Work instructions: The records that follow need to be output exactly as they are.

--- start of Input for this task ---

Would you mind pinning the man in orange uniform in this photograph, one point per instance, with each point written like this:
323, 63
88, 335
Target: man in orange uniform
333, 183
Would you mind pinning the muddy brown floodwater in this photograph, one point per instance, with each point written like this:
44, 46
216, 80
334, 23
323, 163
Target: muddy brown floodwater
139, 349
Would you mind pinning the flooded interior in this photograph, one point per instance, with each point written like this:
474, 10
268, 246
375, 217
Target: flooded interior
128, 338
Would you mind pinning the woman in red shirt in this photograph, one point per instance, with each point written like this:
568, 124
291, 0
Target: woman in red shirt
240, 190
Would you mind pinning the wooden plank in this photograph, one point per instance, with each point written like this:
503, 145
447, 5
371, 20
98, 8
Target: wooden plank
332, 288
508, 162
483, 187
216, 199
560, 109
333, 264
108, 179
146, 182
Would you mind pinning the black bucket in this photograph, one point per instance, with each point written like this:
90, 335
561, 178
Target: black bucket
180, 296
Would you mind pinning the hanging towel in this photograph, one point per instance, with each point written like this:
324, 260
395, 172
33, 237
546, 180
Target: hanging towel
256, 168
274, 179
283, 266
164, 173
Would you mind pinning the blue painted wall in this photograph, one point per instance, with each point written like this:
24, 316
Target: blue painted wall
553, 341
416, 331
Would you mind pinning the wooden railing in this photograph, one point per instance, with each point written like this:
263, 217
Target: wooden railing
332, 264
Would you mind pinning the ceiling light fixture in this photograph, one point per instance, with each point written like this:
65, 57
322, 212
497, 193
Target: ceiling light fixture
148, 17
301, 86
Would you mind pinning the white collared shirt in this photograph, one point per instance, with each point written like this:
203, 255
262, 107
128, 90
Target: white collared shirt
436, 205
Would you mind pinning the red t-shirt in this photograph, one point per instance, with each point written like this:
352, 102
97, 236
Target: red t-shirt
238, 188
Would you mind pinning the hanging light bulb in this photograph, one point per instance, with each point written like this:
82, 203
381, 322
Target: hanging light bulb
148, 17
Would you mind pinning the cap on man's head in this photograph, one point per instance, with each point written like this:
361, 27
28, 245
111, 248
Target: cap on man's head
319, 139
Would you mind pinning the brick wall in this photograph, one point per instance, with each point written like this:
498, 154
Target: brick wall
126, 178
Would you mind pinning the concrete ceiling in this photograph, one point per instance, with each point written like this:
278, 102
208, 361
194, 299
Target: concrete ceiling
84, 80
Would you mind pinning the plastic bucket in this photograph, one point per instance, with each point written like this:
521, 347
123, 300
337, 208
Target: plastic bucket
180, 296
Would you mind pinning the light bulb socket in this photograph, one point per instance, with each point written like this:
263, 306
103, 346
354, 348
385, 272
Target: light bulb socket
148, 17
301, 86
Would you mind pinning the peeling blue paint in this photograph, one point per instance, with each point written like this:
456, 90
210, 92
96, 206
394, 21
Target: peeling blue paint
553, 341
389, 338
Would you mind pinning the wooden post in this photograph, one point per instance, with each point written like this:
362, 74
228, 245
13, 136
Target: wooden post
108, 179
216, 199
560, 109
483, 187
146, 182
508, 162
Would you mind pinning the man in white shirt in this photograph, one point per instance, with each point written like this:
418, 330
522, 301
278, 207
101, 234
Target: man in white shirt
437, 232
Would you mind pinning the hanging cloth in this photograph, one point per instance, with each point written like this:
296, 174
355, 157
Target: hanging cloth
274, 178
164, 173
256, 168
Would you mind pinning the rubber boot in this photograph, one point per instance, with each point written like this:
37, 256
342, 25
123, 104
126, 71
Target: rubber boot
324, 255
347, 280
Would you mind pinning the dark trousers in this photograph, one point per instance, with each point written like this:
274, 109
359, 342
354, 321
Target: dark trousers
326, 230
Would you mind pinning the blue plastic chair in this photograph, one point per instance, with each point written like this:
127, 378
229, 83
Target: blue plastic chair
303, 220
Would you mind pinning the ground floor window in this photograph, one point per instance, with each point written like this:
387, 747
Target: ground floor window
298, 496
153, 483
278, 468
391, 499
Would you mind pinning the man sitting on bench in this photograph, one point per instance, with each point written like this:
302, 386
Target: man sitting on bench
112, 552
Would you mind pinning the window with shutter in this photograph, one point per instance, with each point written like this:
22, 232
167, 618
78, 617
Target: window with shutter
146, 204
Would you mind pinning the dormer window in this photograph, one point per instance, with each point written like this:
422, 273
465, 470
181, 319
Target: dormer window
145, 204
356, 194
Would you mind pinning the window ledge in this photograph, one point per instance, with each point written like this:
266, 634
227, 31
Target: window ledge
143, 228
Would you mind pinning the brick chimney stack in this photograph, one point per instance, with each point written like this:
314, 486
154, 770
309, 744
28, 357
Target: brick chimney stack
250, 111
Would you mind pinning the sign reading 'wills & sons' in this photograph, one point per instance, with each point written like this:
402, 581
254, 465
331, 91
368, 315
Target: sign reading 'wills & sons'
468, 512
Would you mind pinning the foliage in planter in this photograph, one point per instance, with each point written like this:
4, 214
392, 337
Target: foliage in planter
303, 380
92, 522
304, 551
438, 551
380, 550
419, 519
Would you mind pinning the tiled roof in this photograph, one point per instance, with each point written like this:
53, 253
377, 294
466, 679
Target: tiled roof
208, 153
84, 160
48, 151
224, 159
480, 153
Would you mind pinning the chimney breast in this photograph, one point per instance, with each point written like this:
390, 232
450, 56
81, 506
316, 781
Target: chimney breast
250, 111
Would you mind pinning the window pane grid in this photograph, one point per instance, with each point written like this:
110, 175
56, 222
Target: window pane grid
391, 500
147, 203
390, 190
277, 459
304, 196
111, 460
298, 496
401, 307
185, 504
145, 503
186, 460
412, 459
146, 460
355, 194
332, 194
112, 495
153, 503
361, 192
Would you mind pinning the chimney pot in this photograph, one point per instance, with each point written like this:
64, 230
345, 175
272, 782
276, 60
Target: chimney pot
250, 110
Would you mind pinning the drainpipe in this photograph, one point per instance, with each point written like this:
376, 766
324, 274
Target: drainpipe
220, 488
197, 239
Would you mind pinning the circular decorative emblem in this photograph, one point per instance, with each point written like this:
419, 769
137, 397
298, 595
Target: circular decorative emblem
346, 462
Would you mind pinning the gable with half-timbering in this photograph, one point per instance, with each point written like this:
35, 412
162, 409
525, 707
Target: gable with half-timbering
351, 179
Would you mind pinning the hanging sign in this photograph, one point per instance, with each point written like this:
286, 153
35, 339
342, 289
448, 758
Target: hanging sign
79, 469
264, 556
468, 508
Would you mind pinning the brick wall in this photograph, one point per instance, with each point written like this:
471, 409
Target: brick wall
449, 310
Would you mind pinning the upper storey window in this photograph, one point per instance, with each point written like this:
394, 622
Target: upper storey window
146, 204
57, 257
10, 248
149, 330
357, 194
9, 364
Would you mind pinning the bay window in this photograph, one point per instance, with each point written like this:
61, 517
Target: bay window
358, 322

--- end of Input for this task ---

Right answer:
Would you mind pinning the man in orange uniform in this photograph, one point per instance, with each point written like this:
323, 63
88, 335
Target: man in orange uniform
333, 183
Would you mind pinning the muddy brown floodwater in this photograph, one point per instance, with each point written like this:
44, 46
216, 80
334, 23
323, 163
Target: muddy brown floodwater
139, 349
Would you mind pinning the flooded interior in this photograph, one point per instance, with each point written like this:
474, 10
268, 246
375, 217
Target: flooded interior
128, 338
Would you mind pinning the woman in red shirt in this photograph, one point per instance, with each point written like this:
568, 124
291, 0
Target: woman in red shirt
240, 190
Would you mind pinning the wooden plank in this photograph, one point per instance, with each point written like this:
503, 145
447, 5
371, 20
98, 8
Target: wooden plank
332, 288
508, 162
483, 187
216, 199
560, 109
333, 264
108, 179
146, 182
Would you mind pinning the black bucket in this photograph, one point per instance, with each point written like this:
90, 335
561, 178
Target: black bucket
180, 296
Would you mind pinning the hanging towel in this photograph, one point per instance, with each point written like this:
324, 260
395, 172
33, 237
546, 180
Target: hanging towel
256, 168
274, 179
283, 266
164, 173
Would you mind pinning the blue painted wall in this photograph, one point per instance, with each point written like this:
24, 316
Target: blue painted wall
553, 341
416, 331
Would you mind pinning the wooden railing in this photograph, one point per instance, with each point written like this:
263, 217
Target: wooden railing
332, 264
Would you mind pinning the ceiling light fixture in this photograph, one point per instance, with each point written like this:
65, 57
322, 212
497, 193
Target: ceiling light fixture
148, 17
301, 86
Would you mind pinning the white collared shirt in this photograph, one point per instance, with each point written like this:
203, 255
262, 107
128, 90
Target: white collared shirt
436, 205
Would you mind pinning the red t-shirt in this photograph, one point per instance, with each point written like this:
352, 102
97, 236
Target: red t-shirt
238, 188
Would you mind pinning the hanging light bulb in this photograph, one point per instance, with each point written like this:
82, 203
381, 322
Target: hanging light bulb
148, 17
Would you mind pinning the cap on man's head in this photograph, one point per instance, with each point written like this:
361, 27
28, 245
111, 248
Target: cap on man's head
319, 139
Would you mind pinning the brick wall in this photograph, one point per instance, with each point written like this:
498, 154
Target: brick wall
126, 178
Would you mind pinning the concrete ceiling in this photograph, one point per instance, with each point written like this:
278, 102
208, 361
194, 299
Target: concrete ceiling
84, 80
Would you mind pinning the plastic bucket in this photograph, one point per instance, with each point written like this:
521, 347
123, 300
337, 208
Target: plastic bucket
180, 296
Would you mind pinning the light bulb socket in this photograph, one point per instance, with each point written like this:
263, 306
103, 346
354, 348
385, 272
Target: light bulb socket
148, 17
301, 86
Would you mind pinning the peeling blue paint in this photograph, one point per instance, with each point written like this:
456, 90
210, 92
96, 206
394, 21
Target: peeling blue paint
553, 341
389, 338
Would you mind pinning the wooden post in this photograph, one point per instance, with each point written like this:
362, 74
228, 245
13, 136
Target: wooden post
108, 179
216, 199
560, 109
483, 187
146, 182
508, 162
Would you mind pinning the man in white shirt in this photograph, one point per instance, with each point written like this:
418, 330
522, 301
278, 207
101, 234
Target: man in white shirt
437, 232
Would you mind pinning the hanging cloth in this photograph, one point per instance, with each point written like this:
296, 174
355, 157
Target: hanging cloth
274, 178
164, 173
256, 168
Would you mind pinning the rubber boot in this photograph, one point per instance, with each point written like this:
37, 256
342, 25
123, 104
126, 71
Target: rubber boot
324, 255
347, 280
Would you mind pinning the dark trousers in this photograph, one point per instance, with each point written like this:
274, 109
359, 342
354, 321
Target: dark trousers
326, 230
Would you mind pinning the blue plastic chair in this photograph, one point per instance, with each point written like this:
127, 378
229, 83
Target: blue plastic chair
303, 220
Would you mind pinning the ground floor window in this photograph, one point per instance, with each point written like this:
387, 747
Target: ground floor window
298, 496
153, 483
278, 468
391, 499
Would you mind pinning the man sitting on bench in this photograph, one point per instance, with each point written like this:
302, 386
Target: man sitting on bench
112, 552
Would you mind pinning the window with shutter in this photograph, one point per instance, with each point written like this:
22, 232
167, 618
78, 617
Target: window with shutter
146, 204
Would you mind pinning the dormer window in this photograph, one point per instance, with each point written like this:
422, 273
465, 470
181, 319
Target: dormer window
145, 204
356, 194
Would you mind pinning the window ledge in this photograph, one point per instance, with each point written like this:
266, 634
227, 31
Target: window ledge
143, 228
Would you mind pinning the brick chimney stack in this photograph, one point per instance, with each point written like this:
314, 486
154, 770
309, 744
28, 357
Target: brick chimney stack
250, 111
Would you mind pinning the sign reading 'wills & sons' in this photograph, one point per instance, with each point written like this:
402, 581
254, 465
331, 91
368, 315
Target: sign reading 'wills & sons'
468, 512
Would you mind pinning the foliage in planter in this photograph, one point per instance, with each point written like this:
4, 214
392, 337
Target: foliage in planter
303, 380
92, 522
304, 551
438, 551
380, 550
419, 519
Would you mind pinning the tiled roof in this photograph, one point per instance, with each point written like this:
53, 253
377, 294
466, 679
Target: tiled roof
208, 153
84, 160
48, 151
224, 159
480, 153
Would you mind pinning the chimney breast in this photograph, one point per instance, with each point written like this:
390, 232
450, 56
81, 506
316, 781
Target: chimney breast
250, 111
Would you mind pinning the window pane grid in this photograph, one point per instance, with each point written like this:
110, 175
56, 222
Target: window pane grid
391, 500
147, 203
390, 190
277, 459
304, 196
111, 460
298, 496
401, 307
185, 504
145, 503
186, 460
412, 459
146, 460
355, 194
332, 194
112, 495
153, 503
361, 192
Would you mind pinning the chimney pot in this photograph, one point per instance, with each point written like this:
64, 230
345, 175
272, 782
276, 60
Target: chimney pot
250, 110
Would you mind pinning the drainpipe in this photograph, one point per instance, with each point written like this:
376, 766
324, 274
Target: drainpipe
220, 488
197, 239
Would you mind pinning the circular decorative emblem in this photograph, one point per instance, with each point written like this:
419, 769
137, 397
298, 595
Target: circular decorative emblem
346, 462
Would you mind pinning the gable with half-timbering in this photograph, one point per instance, with each point written like this:
35, 412
162, 409
525, 707
Target: gable with half-timbering
351, 179
Would you mind pinning the hanging sign in this photograph, one point per instance, with each point written like this:
286, 153
35, 339
342, 289
448, 758
Target: hanging sign
79, 469
264, 556
468, 508
Would you mind pinning the brick wall in this photograph, one point per instance, with each point written like this:
471, 409
Target: brick wall
449, 310
Would you mind pinning the upper storey window in this photograph, one point per instance, with each point written like this:
394, 622
Target: upper storey window
146, 204
57, 257
10, 248
149, 330
357, 194
9, 364
Would you mind pinning the bay window in this photograph, one point per instance, with each point written like this:
61, 517
Target: bay window
358, 322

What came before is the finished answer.